BEGIN
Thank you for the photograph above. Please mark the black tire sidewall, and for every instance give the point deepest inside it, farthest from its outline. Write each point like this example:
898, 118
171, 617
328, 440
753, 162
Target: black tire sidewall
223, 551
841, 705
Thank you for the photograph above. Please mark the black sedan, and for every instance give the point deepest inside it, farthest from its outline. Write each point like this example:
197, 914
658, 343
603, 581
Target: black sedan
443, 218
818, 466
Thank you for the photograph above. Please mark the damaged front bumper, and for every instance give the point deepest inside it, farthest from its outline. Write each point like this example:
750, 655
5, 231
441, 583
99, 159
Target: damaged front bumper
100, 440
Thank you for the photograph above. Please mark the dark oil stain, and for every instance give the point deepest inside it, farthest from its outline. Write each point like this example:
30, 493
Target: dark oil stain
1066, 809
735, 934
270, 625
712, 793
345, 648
END
[Problem description]: Send back the complete set of entries, exactly as shown above.

[Answer]:
Thank you for the photograph above. Please mark the black tire sidewall, and for every instance give the point deepest inside it, farthest from its outline. Write each point like this example:
898, 118
171, 617
328, 440
753, 162
Target: black tire sidewall
223, 551
841, 705
Thank you for the photograph above. Please mark the black sedan, and for every instance give the point deepest inside it, farthest from its outline. Write each point like this example:
197, 914
658, 343
603, 581
Target: black sedan
443, 218
818, 466
Thank you for the photograph above. Please mark the damaged front bumper, and for every instance give the point deepest inside it, farthest from its outline. Write each point like this example:
750, 655
5, 231
441, 583
99, 159
Target: damaged front bumper
100, 440
Thank you for the photograph above. Please mark the dark oil stain, and for every instance give the point deepest inside it, farthest from its outline. Write each point like this example:
30, 493
Target: dark oil stain
1066, 809
735, 934
270, 625
712, 793
345, 648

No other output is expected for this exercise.